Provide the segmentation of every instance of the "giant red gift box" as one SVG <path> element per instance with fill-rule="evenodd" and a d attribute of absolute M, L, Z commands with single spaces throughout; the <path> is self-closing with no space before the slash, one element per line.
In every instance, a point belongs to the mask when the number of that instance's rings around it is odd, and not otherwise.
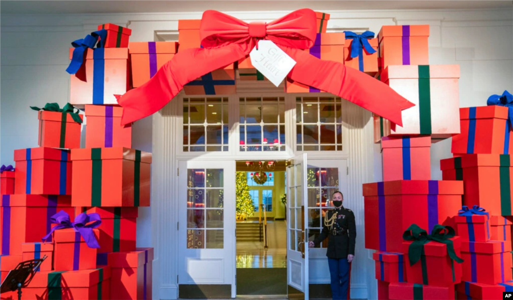
<path fill-rule="evenodd" d="M 53 268 L 53 243 L 30 242 L 22 244 L 23 261 L 40 259 L 46 255 L 37 272 L 51 271 Z"/>
<path fill-rule="evenodd" d="M 459 134 L 459 78 L 458 65 L 388 66 L 381 81 L 415 106 L 402 111 L 402 127 L 374 115 L 374 136 L 430 135 L 440 140 Z"/>
<path fill-rule="evenodd" d="M 93 229 L 96 240 L 101 234 Z M 84 237 L 74 228 L 65 228 L 53 232 L 55 240 L 55 259 L 53 270 L 55 271 L 78 271 L 94 269 L 96 266 L 96 248 L 91 248 Z"/>
<path fill-rule="evenodd" d="M 14 194 L 71 195 L 71 160 L 68 150 L 14 150 Z"/>
<path fill-rule="evenodd" d="M 456 256 L 460 257 L 461 239 L 451 238 Z M 408 253 L 411 241 L 403 243 L 403 252 Z M 408 283 L 424 284 L 438 287 L 454 286 L 462 280 L 462 266 L 451 259 L 447 253 L 447 245 L 431 241 L 424 245 L 420 259 L 413 266 L 406 261 L 406 277 Z M 465 258 L 462 257 L 464 260 Z"/>
<path fill-rule="evenodd" d="M 491 231 L 490 220 L 487 215 L 456 216 L 458 235 L 462 241 L 486 241 L 490 240 Z"/>
<path fill-rule="evenodd" d="M 429 63 L 429 25 L 387 25 L 378 34 L 380 70 L 391 65 Z"/>
<path fill-rule="evenodd" d="M 133 87 L 143 85 L 153 77 L 164 64 L 170 61 L 178 49 L 176 42 L 132 42 L 128 46 L 132 60 Z"/>
<path fill-rule="evenodd" d="M 71 154 L 73 206 L 150 206 L 151 153 L 114 147 Z"/>
<path fill-rule="evenodd" d="M 452 225 L 461 208 L 460 181 L 397 180 L 363 185 L 365 248 L 402 252 L 402 233 L 412 223 L 431 231 Z"/>
<path fill-rule="evenodd" d="M 406 282 L 404 255 L 394 252 L 377 252 L 372 253 L 376 279 L 387 283 Z"/>
<path fill-rule="evenodd" d="M 128 47 L 128 41 L 132 34 L 132 29 L 121 26 L 107 23 L 98 25 L 98 30 L 107 30 L 107 41 L 105 48 L 126 48 Z"/>
<path fill-rule="evenodd" d="M 74 49 L 70 49 L 70 59 Z M 114 95 L 124 94 L 132 85 L 128 48 L 88 48 L 84 57 L 80 69 L 71 75 L 70 103 L 117 105 Z"/>
<path fill-rule="evenodd" d="M 57 211 L 73 212 L 69 196 L 15 194 L 2 198 L 0 240 L 5 255 L 21 255 L 23 243 L 41 241 L 54 226 L 50 218 Z"/>
<path fill-rule="evenodd" d="M 444 180 L 463 180 L 463 204 L 486 208 L 490 215 L 511 216 L 511 173 L 509 155 L 469 154 L 440 161 Z"/>
<path fill-rule="evenodd" d="M 394 283 L 388 286 L 390 300 L 454 300 L 454 285 L 437 287 Z"/>
<path fill-rule="evenodd" d="M 343 32 L 318 33 L 313 46 L 305 51 L 318 59 L 343 64 L 345 36 L 345 33 Z M 285 82 L 285 91 L 288 93 L 298 93 L 322 92 L 324 91 L 294 82 L 287 77 Z"/>
<path fill-rule="evenodd" d="M 97 213 L 102 219 L 98 229 L 102 232 L 98 241 L 98 253 L 133 251 L 137 235 L 137 208 L 85 208 L 87 214 Z"/>
<path fill-rule="evenodd" d="M 83 119 L 82 115 L 80 118 Z M 68 113 L 40 110 L 39 138 L 40 147 L 49 148 L 80 148 L 80 131 L 82 124 Z"/>
<path fill-rule="evenodd" d="M 431 179 L 431 137 L 384 137 L 383 181 Z"/>
<path fill-rule="evenodd" d="M 24 299 L 37 300 L 109 300 L 111 269 L 69 272 L 38 272 L 23 289 Z"/>
<path fill-rule="evenodd" d="M 511 251 L 510 242 L 462 242 L 462 280 L 488 285 L 511 280 Z"/>
<path fill-rule="evenodd" d="M 112 268 L 111 299 L 151 300 L 153 248 L 98 254 L 98 263 Z"/>
<path fill-rule="evenodd" d="M 458 156 L 513 152 L 508 111 L 498 105 L 460 108 L 461 133 L 452 137 L 451 152 Z"/>
<path fill-rule="evenodd" d="M 86 105 L 86 148 L 132 147 L 132 125 L 121 126 L 123 108 Z"/>

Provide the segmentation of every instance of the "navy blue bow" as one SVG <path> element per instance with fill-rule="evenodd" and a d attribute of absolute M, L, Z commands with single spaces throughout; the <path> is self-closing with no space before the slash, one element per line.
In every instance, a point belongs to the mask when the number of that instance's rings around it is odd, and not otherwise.
<path fill-rule="evenodd" d="M 376 53 L 376 50 L 372 48 L 369 43 L 370 39 L 374 39 L 374 32 L 368 30 L 365 31 L 361 34 L 357 34 L 352 31 L 344 31 L 346 34 L 346 40 L 352 40 L 351 44 L 351 57 L 352 58 L 358 57 L 358 49 L 361 46 L 363 49 L 365 49 L 368 54 Z M 356 47 L 358 46 L 358 47 Z"/>
<path fill-rule="evenodd" d="M 501 96 L 491 95 L 486 101 L 487 105 L 499 105 L 508 108 L 508 122 L 510 129 L 513 127 L 513 95 L 505 90 Z"/>
<path fill-rule="evenodd" d="M 98 38 L 100 42 L 98 42 Z M 101 29 L 91 32 L 84 39 L 77 40 L 71 43 L 71 46 L 73 46 L 75 49 L 73 50 L 71 62 L 69 63 L 68 68 L 66 69 L 66 71 L 70 74 L 75 74 L 78 72 L 82 66 L 82 63 L 84 62 L 84 52 L 86 49 L 88 48 L 93 49 L 95 47 L 104 48 L 106 40 L 107 30 Z"/>

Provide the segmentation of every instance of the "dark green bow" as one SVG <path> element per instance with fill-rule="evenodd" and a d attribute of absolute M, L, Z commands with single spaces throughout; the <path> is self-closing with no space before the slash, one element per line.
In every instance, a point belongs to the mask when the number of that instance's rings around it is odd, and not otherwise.
<path fill-rule="evenodd" d="M 43 108 L 40 108 L 36 106 L 30 106 L 30 108 L 34 110 L 41 110 L 42 109 L 47 111 L 62 113 L 64 115 L 69 114 L 71 115 L 71 118 L 73 118 L 73 121 L 77 123 L 82 123 L 82 119 L 80 118 L 80 116 L 78 116 L 78 114 L 80 110 L 69 103 L 66 103 L 62 109 L 59 107 L 58 103 L 47 103 Z M 76 110 L 76 112 L 75 111 L 75 109 Z M 65 122 L 66 119 L 63 119 Z"/>

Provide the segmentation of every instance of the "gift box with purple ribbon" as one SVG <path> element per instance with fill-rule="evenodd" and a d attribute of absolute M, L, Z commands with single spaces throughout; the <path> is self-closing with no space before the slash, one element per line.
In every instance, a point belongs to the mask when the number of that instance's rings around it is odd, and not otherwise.
<path fill-rule="evenodd" d="M 462 242 L 462 280 L 488 285 L 511 280 L 511 251 L 507 242 Z"/>
<path fill-rule="evenodd" d="M 21 255 L 23 243 L 41 241 L 51 230 L 51 217 L 57 212 L 73 212 L 69 196 L 4 195 L 1 199 L 0 241 L 4 255 Z"/>

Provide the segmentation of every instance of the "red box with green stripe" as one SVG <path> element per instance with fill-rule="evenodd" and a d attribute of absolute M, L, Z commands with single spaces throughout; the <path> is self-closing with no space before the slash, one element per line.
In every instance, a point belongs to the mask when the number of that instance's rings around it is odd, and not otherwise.
<path fill-rule="evenodd" d="M 70 156 L 53 148 L 14 150 L 14 194 L 71 195 Z"/>
<path fill-rule="evenodd" d="M 464 183 L 463 204 L 485 208 L 490 215 L 512 216 L 513 179 L 509 155 L 469 154 L 440 161 L 444 180 Z"/>
<path fill-rule="evenodd" d="M 151 154 L 121 147 L 73 149 L 73 206 L 150 206 Z"/>

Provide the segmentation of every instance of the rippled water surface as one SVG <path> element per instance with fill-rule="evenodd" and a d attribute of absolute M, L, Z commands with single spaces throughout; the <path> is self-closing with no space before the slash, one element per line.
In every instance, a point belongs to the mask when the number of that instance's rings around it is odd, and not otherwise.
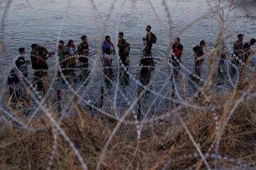
<path fill-rule="evenodd" d="M 83 0 L 27 1 L 29 4 L 23 0 L 13 1 L 6 18 L 4 40 L 8 52 L 1 54 L 1 63 L 3 64 L 1 71 L 3 72 L 8 71 L 20 47 L 26 47 L 26 57 L 29 58 L 32 43 L 43 45 L 50 50 L 54 50 L 58 38 L 65 42 L 73 39 L 78 45 L 82 35 L 88 36 L 92 63 L 104 35 L 110 35 L 115 42 L 117 33 L 119 31 L 124 32 L 125 38 L 132 45 L 131 66 L 137 67 L 144 49 L 142 38 L 146 34 L 146 25 L 152 26 L 152 31 L 158 38 L 157 44 L 154 45 L 154 56 L 162 59 L 166 57 L 170 28 L 162 1 L 151 0 L 151 5 L 148 0 L 95 0 L 94 4 Z M 192 48 L 203 38 L 210 50 L 220 30 L 218 17 L 215 14 L 210 14 L 216 7 L 215 2 L 206 0 L 166 1 L 171 21 L 171 40 L 173 40 L 176 36 L 181 38 L 184 46 L 182 61 L 191 72 L 193 65 Z M 256 1 L 249 1 L 249 4 L 251 18 L 247 17 L 242 8 L 237 8 L 230 15 L 227 33 L 233 35 L 228 39 L 230 47 L 232 47 L 238 33 L 246 35 L 245 41 L 256 37 L 254 22 Z M 223 3 L 222 6 L 227 4 Z M 52 64 L 55 62 L 55 59 L 49 60 Z M 164 67 L 164 63 L 161 63 L 159 67 Z M 131 70 L 134 73 L 137 71 L 135 68 Z M 5 78 L 0 77 L 1 79 Z"/>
▬▬▬
Task goal ->
Could you rewrite the listing from its first line through the line containing "71 154 L 73", putting "wrapped present" wherever "giant red gift box" appears, changing nothing else, and omitting the pictures?

Expected answer ->
Provide the segmentation of every instance of the "wrapped present" as one SVG <path> element per instance with fill-rule="evenodd" and a d attribute of absolute M, L, Z commands with single spaces throughout; the <path> is self-closing with no space before the slash, one element per line.
In every instance, a point belongs to the mask when the number of that instance's rings around it is odd, and not otherwise.
<path fill-rule="evenodd" d="M 53 268 L 53 243 L 30 242 L 22 244 L 23 261 L 40 259 L 46 255 L 37 272 L 51 271 Z"/>
<path fill-rule="evenodd" d="M 459 134 L 459 78 L 458 65 L 388 66 L 381 81 L 415 106 L 402 111 L 402 127 L 374 115 L 374 136 L 430 135 L 440 140 Z"/>
<path fill-rule="evenodd" d="M 93 229 L 96 240 L 101 234 Z M 84 237 L 74 228 L 65 228 L 53 232 L 55 240 L 55 259 L 53 270 L 55 271 L 78 271 L 94 269 L 96 266 L 96 248 L 91 248 Z"/>
<path fill-rule="evenodd" d="M 14 194 L 71 195 L 71 160 L 68 150 L 14 150 Z"/>
<path fill-rule="evenodd" d="M 456 256 L 460 257 L 461 239 L 451 238 Z M 408 253 L 411 241 L 403 243 L 403 252 Z M 408 283 L 424 284 L 438 287 L 454 286 L 462 280 L 462 266 L 451 259 L 447 253 L 447 245 L 431 241 L 424 245 L 420 259 L 413 266 L 406 261 L 406 277 Z M 465 258 L 462 257 L 464 260 Z"/>
<path fill-rule="evenodd" d="M 491 231 L 490 220 L 487 215 L 456 216 L 458 235 L 462 241 L 486 241 L 490 240 Z"/>
<path fill-rule="evenodd" d="M 429 63 L 429 25 L 387 25 L 378 34 L 380 70 L 391 65 Z"/>
<path fill-rule="evenodd" d="M 133 87 L 143 85 L 153 77 L 164 64 L 170 61 L 178 49 L 176 42 L 132 42 L 128 46 L 132 60 Z"/>
<path fill-rule="evenodd" d="M 71 154 L 73 206 L 150 206 L 151 153 L 114 147 Z"/>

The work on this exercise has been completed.